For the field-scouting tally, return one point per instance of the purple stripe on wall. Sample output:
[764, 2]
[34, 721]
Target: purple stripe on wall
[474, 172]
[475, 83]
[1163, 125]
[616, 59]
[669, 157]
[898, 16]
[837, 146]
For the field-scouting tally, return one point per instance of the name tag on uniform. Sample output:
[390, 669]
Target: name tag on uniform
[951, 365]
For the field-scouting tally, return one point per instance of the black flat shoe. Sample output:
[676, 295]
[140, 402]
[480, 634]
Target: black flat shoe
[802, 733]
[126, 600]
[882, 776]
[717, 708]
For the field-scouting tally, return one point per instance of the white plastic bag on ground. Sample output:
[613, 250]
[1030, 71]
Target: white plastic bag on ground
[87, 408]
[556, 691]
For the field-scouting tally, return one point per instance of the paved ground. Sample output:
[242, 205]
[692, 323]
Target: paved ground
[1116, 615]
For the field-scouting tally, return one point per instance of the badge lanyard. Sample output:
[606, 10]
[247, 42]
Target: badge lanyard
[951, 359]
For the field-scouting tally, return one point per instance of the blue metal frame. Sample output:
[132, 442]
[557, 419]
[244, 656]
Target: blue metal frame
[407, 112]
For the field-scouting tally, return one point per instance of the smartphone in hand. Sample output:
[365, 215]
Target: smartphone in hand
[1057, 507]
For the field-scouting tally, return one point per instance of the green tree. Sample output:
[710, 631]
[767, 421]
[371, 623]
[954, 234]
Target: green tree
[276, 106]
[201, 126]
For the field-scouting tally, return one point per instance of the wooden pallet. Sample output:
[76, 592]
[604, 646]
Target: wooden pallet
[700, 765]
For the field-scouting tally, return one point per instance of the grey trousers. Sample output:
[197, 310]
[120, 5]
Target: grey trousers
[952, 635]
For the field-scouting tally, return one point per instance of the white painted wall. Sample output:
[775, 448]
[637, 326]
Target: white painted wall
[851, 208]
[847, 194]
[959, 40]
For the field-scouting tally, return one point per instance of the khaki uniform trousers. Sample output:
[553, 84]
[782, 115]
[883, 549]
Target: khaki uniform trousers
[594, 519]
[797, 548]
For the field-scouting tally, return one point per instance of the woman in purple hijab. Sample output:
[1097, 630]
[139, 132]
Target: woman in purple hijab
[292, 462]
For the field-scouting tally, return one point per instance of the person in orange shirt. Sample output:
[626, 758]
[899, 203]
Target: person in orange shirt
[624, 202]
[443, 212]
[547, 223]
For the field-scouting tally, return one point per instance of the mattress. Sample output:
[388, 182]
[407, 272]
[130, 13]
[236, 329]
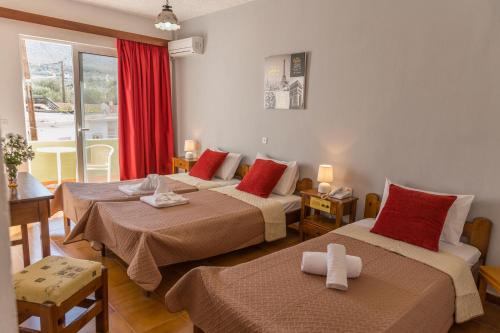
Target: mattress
[271, 294]
[147, 238]
[291, 203]
[467, 252]
[222, 182]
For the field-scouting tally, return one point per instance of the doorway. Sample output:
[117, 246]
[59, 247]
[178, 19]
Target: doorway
[71, 109]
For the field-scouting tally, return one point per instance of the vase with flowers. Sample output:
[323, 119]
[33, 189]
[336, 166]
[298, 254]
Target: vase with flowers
[16, 151]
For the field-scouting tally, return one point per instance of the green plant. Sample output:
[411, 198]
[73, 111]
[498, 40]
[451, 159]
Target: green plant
[16, 150]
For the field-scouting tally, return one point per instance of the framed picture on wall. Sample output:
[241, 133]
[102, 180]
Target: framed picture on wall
[285, 82]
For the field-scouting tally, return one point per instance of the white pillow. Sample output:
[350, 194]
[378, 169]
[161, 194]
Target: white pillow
[288, 180]
[228, 168]
[456, 218]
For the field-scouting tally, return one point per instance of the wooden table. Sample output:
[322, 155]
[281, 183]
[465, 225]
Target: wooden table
[182, 163]
[319, 216]
[30, 203]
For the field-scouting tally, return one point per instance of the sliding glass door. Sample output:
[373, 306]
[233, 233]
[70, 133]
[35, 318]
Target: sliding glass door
[97, 114]
[71, 108]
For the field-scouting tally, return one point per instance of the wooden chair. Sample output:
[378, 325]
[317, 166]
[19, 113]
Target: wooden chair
[52, 311]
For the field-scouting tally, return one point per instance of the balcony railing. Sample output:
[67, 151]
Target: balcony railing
[44, 165]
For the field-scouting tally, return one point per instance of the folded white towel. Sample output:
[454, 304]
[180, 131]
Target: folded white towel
[162, 186]
[164, 200]
[315, 263]
[336, 276]
[147, 186]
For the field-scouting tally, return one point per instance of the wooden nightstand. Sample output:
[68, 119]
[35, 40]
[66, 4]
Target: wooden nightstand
[182, 163]
[320, 216]
[488, 275]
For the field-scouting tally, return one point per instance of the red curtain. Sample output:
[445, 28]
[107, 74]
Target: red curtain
[146, 136]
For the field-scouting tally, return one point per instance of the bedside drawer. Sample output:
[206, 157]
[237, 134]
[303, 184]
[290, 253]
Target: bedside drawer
[320, 204]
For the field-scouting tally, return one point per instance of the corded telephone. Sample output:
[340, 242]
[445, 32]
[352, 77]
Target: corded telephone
[339, 192]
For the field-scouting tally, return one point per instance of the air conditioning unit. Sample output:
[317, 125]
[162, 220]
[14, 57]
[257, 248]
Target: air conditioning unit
[185, 47]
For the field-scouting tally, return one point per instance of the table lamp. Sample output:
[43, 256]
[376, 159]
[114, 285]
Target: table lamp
[189, 148]
[325, 176]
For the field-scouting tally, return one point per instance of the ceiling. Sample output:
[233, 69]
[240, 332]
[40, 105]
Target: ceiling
[184, 9]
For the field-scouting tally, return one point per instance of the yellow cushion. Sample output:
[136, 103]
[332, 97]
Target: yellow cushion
[54, 279]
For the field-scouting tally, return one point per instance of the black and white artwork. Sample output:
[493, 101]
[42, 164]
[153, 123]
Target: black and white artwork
[284, 82]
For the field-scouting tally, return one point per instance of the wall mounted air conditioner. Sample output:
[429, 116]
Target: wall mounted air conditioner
[185, 47]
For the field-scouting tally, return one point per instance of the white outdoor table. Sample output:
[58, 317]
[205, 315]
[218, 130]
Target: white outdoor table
[58, 151]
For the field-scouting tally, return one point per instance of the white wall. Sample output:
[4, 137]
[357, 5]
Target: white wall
[399, 88]
[11, 89]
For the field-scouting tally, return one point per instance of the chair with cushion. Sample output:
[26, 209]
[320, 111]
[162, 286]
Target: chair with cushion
[53, 286]
[99, 158]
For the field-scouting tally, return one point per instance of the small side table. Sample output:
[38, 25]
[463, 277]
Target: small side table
[182, 163]
[319, 216]
[30, 203]
[488, 275]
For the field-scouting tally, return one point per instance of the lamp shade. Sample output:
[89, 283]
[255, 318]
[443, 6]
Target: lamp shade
[325, 173]
[189, 145]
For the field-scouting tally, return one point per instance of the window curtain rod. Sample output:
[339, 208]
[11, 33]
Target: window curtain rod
[19, 15]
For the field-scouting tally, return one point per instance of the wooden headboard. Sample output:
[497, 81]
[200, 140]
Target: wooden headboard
[242, 170]
[302, 184]
[476, 232]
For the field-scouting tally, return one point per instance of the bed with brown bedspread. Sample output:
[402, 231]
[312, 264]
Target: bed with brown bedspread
[271, 294]
[77, 199]
[147, 238]
[393, 294]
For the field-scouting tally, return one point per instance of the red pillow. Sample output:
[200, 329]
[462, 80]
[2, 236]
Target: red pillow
[414, 217]
[262, 177]
[207, 164]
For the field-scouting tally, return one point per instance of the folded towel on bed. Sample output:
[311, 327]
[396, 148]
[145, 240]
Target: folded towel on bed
[162, 186]
[315, 263]
[147, 186]
[336, 276]
[164, 200]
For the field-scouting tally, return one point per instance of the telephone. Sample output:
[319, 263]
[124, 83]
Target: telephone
[339, 192]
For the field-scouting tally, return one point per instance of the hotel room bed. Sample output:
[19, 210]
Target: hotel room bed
[271, 294]
[77, 199]
[214, 222]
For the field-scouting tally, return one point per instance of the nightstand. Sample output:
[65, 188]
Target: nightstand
[320, 216]
[182, 163]
[488, 275]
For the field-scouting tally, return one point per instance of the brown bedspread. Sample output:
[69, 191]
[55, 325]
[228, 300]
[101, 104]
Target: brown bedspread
[77, 199]
[271, 294]
[147, 238]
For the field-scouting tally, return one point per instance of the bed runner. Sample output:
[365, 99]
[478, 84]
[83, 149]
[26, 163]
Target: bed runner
[193, 181]
[272, 211]
[467, 301]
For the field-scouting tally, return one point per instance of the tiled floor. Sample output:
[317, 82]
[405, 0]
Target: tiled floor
[131, 311]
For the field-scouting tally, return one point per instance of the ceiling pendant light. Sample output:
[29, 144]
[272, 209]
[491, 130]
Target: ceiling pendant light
[167, 20]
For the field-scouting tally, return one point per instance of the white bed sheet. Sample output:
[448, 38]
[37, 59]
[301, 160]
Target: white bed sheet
[223, 182]
[290, 203]
[465, 251]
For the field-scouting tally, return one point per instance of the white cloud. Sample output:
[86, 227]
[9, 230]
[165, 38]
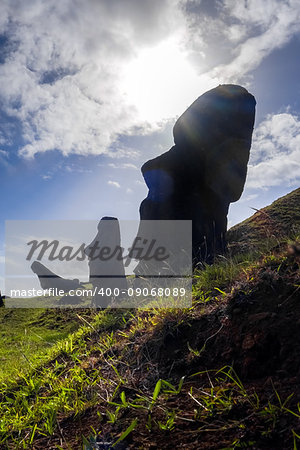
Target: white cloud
[123, 166]
[114, 183]
[275, 153]
[243, 34]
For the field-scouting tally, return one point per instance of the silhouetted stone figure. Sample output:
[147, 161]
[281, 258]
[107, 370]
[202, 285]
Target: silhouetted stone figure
[49, 279]
[205, 170]
[106, 265]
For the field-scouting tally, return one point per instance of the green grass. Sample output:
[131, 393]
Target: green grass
[27, 334]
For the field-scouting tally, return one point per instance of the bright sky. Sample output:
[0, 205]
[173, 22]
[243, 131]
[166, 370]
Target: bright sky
[91, 89]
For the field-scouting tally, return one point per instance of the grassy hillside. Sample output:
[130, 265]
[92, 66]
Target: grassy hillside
[223, 374]
[26, 335]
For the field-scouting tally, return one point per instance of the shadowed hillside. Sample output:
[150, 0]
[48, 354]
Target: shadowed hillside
[223, 374]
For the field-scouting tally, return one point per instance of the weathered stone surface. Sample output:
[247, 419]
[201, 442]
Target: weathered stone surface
[205, 170]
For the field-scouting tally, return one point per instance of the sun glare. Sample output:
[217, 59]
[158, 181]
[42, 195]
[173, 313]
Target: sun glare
[161, 82]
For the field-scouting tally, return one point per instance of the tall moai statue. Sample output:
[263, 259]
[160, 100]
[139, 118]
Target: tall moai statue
[205, 170]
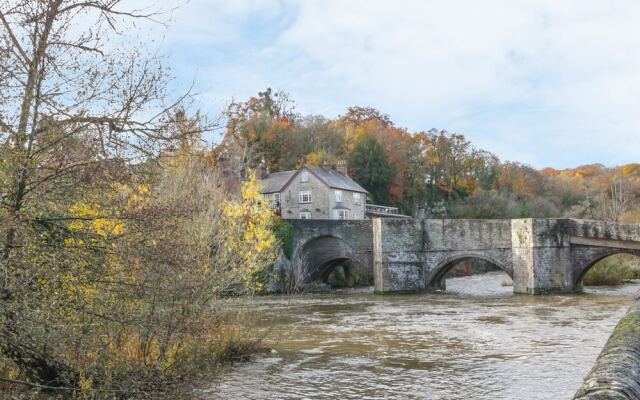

● ● ● ● ●

Exercise instructions: Take the line containing "of the silhouetted" through the last line of the material and retype exactly those lines, both ends included, with no pictures.

Solution:
For the field-scouting tally, return one point per instance of the silhouetted stone figure. Sample output:
[147, 161]
[281, 258]
[107, 370]
[202, 285]
Target: silhouetted stone figure
[49, 279]
[205, 170]
[106, 265]
For the field-scouting tally, return one point per instance of the green grass. Sample output:
[131, 393]
Target: green grass
[27, 334]
For the field-scouting tally, return one point per instance of the bright sky. Sample output:
[0, 205]
[173, 22]
[243, 131]
[166, 370]
Target: bright sky
[91, 89]
For the field-scouting tally, return one point per instance of the grassy hillside. Sample output:
[130, 265]
[92, 66]
Target: grassy hillside
[223, 374]
[26, 335]
For the field-scouting tally, return one point per instance of the shadowed hillside. Sample output:
[150, 0]
[48, 354]
Target: shadowed hillside
[223, 374]
For the field-scouting tally, return one point per instance of the weathered stone surface. Sample output:
[247, 419]
[201, 442]
Target: weathered stone surface
[205, 170]
For the field-scouting tally, return one point per instance of the sun glare. Sample output:
[217, 59]
[158, 181]
[42, 195]
[173, 313]
Target: sun glare
[161, 82]
For the field-scouting tally, return one point per instance of the tall moai statue. Sample output:
[263, 259]
[160, 100]
[139, 118]
Target: tall moai statue
[205, 170]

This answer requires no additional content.